[Available data]:

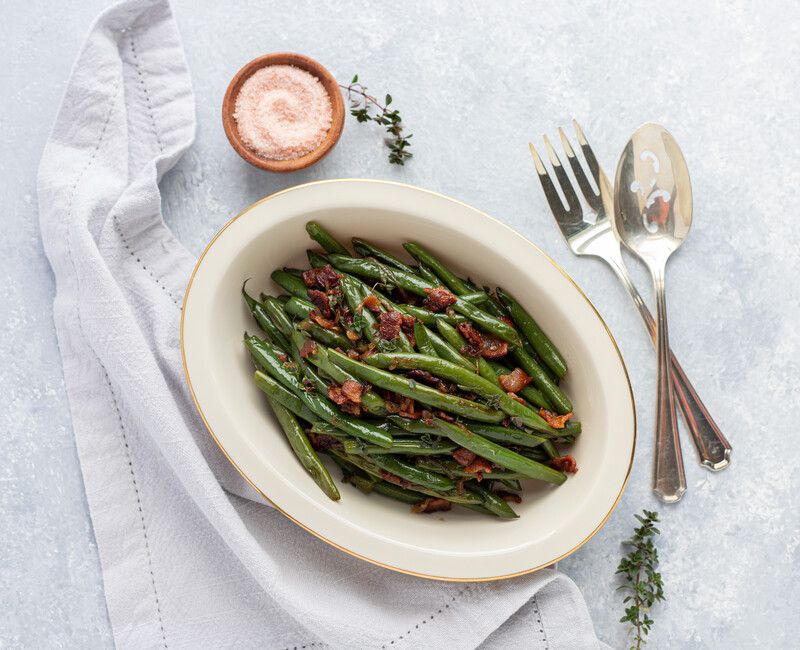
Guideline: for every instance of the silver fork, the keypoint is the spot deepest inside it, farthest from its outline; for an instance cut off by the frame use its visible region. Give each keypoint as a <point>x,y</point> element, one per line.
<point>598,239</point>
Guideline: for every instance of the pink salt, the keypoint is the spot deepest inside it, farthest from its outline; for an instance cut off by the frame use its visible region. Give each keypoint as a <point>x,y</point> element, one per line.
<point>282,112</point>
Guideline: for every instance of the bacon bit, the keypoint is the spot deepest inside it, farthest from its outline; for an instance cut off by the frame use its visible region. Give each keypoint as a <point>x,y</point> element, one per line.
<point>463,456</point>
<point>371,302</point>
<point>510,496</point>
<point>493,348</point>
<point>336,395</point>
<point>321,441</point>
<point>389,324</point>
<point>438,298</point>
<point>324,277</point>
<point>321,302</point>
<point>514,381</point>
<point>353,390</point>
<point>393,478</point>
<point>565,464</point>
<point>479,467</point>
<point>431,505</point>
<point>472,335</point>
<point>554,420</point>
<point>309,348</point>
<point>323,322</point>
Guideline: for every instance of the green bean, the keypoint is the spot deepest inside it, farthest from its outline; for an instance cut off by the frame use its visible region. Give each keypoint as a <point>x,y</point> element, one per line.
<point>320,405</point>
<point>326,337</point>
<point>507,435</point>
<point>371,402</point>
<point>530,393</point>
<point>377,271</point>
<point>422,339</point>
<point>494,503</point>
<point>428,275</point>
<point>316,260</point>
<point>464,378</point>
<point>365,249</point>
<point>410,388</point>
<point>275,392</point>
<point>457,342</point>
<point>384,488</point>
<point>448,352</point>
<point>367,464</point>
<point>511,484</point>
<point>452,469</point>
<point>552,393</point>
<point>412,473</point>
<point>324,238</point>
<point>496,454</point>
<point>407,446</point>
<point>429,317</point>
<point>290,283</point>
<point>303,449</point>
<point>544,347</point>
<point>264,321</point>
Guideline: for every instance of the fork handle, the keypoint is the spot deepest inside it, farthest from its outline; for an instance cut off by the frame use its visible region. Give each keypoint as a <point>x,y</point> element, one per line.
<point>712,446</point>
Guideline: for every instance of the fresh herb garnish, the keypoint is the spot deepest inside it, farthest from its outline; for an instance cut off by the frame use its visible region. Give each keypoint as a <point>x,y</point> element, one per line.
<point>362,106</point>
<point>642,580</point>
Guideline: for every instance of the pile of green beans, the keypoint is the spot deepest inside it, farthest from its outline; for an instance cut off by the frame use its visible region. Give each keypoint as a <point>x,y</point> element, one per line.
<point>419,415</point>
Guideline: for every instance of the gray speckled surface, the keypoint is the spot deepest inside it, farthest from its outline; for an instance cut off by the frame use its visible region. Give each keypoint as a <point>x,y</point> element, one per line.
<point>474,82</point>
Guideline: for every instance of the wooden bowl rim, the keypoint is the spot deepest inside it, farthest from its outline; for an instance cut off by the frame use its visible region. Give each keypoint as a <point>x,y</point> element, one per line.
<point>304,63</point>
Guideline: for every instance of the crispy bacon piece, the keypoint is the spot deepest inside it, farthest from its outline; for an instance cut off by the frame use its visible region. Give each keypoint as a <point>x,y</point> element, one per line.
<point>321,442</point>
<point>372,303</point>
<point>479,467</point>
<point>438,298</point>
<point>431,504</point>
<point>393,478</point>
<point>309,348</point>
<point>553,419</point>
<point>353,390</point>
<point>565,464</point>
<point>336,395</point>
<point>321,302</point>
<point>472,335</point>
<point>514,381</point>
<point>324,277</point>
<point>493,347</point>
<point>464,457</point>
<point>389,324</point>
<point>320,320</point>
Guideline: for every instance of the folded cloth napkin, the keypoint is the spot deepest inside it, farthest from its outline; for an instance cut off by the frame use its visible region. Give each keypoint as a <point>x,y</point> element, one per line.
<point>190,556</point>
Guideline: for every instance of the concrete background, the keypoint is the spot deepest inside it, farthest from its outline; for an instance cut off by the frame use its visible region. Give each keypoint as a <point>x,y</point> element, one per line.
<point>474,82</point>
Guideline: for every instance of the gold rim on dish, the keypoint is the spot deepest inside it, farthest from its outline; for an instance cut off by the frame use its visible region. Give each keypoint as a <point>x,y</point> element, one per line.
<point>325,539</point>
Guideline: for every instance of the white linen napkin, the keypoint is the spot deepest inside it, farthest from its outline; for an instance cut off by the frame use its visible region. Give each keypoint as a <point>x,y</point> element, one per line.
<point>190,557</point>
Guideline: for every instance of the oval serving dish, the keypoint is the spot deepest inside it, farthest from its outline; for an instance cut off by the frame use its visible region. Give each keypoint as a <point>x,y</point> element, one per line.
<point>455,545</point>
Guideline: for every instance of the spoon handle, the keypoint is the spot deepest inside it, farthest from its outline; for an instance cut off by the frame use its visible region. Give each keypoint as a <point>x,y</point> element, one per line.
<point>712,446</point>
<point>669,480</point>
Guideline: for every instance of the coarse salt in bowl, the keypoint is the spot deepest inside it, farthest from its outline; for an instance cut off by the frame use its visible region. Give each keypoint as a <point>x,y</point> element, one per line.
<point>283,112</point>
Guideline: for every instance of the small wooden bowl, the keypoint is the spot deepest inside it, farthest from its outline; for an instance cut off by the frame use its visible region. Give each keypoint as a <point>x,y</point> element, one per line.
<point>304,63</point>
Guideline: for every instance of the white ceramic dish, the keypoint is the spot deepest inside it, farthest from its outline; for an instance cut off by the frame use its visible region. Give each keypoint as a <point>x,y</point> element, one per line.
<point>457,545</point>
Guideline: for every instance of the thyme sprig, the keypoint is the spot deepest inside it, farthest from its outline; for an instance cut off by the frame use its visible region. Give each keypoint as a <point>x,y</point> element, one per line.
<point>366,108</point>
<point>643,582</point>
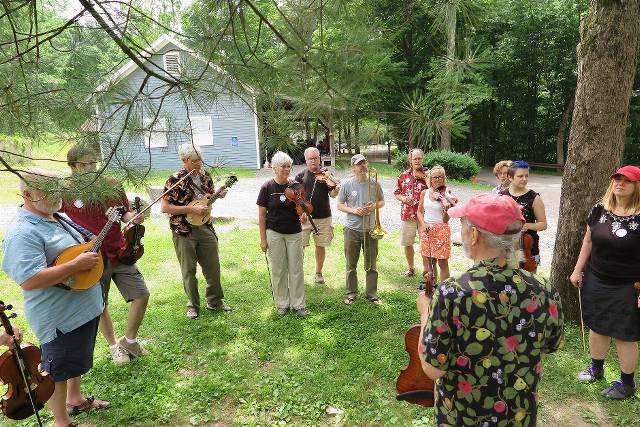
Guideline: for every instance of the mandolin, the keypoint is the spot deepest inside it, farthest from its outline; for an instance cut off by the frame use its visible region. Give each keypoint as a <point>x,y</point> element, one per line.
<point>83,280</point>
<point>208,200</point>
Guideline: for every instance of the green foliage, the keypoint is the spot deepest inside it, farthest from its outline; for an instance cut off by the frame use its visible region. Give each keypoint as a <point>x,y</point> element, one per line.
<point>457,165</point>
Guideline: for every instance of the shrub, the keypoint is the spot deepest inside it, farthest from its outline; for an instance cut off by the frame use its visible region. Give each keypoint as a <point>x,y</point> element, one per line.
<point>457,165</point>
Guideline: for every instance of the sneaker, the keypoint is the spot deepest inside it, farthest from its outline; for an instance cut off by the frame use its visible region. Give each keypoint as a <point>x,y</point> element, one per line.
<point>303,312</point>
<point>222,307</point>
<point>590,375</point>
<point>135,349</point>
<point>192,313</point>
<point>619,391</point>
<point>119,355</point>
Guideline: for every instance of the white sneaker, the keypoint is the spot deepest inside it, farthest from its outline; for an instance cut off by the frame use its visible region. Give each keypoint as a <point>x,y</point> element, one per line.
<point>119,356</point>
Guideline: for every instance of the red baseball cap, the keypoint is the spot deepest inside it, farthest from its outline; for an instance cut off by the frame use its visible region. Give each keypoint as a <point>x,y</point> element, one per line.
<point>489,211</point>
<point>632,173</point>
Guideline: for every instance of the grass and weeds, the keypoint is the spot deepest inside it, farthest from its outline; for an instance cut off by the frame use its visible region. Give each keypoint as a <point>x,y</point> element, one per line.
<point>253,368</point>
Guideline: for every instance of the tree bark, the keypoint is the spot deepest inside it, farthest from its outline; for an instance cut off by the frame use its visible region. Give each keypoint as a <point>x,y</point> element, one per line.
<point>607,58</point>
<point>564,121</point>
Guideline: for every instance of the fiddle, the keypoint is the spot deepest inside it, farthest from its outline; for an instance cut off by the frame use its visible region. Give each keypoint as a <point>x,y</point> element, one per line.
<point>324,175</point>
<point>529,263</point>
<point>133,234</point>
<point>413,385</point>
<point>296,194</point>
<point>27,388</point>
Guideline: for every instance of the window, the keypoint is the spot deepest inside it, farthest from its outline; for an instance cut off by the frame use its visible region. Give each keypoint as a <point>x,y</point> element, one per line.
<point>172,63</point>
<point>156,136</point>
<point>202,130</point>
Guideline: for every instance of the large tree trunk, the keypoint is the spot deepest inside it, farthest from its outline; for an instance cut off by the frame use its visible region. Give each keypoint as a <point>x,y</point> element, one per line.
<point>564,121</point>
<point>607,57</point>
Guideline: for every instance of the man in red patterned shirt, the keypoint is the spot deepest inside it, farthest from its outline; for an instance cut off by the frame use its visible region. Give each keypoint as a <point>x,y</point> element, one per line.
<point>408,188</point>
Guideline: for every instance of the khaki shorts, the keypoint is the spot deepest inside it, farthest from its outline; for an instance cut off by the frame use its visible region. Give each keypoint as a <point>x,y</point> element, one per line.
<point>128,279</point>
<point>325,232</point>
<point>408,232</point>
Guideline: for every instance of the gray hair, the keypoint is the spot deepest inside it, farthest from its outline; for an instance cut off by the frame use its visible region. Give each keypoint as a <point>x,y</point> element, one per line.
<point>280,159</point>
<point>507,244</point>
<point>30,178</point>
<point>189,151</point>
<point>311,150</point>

[Written instruction]:
Repeat the items above word for word, starting at the line containing "Guideline: for every instance of the crispy" and ending at the line containing "<point>325,539</point>".

[Exercise response]:
Guideline: for every instance of the crispy bacon piece, the keypoint is the spot deepest inside it, farthest from its outline; for an instance cut off by the frame use its visible region. Give each keypoint as a <point>x,y</point> element, one per line.
<point>321,442</point>
<point>372,303</point>
<point>479,467</point>
<point>438,298</point>
<point>431,504</point>
<point>393,478</point>
<point>309,348</point>
<point>553,419</point>
<point>353,390</point>
<point>565,464</point>
<point>336,395</point>
<point>321,302</point>
<point>472,335</point>
<point>514,381</point>
<point>324,277</point>
<point>493,347</point>
<point>464,457</point>
<point>389,324</point>
<point>320,320</point>
Guideline: for every instance of the folded cloth napkin, the keypoint is the spot deepest inside it, farthest from its outline; for an instance cut off by the frame use its visible region. Give each keypoint as a <point>x,y</point> element, one per line.
<point>190,556</point>
Guideline: for every instance of the concrete background, the keypoint is the spot deepest inside it, farthest from its outline; for an instance cut off by the frame use its visible region. Give each keypoint as a <point>x,y</point> element, one per line.
<point>474,82</point>
Guideline: for every instance of the gold rim on dish, the keypoint is the spot deepest inside it, farthest from its outline; for an instance cut off by the frame use its visible region. Give each keypoint as a <point>x,y</point> element, one per line.
<point>325,539</point>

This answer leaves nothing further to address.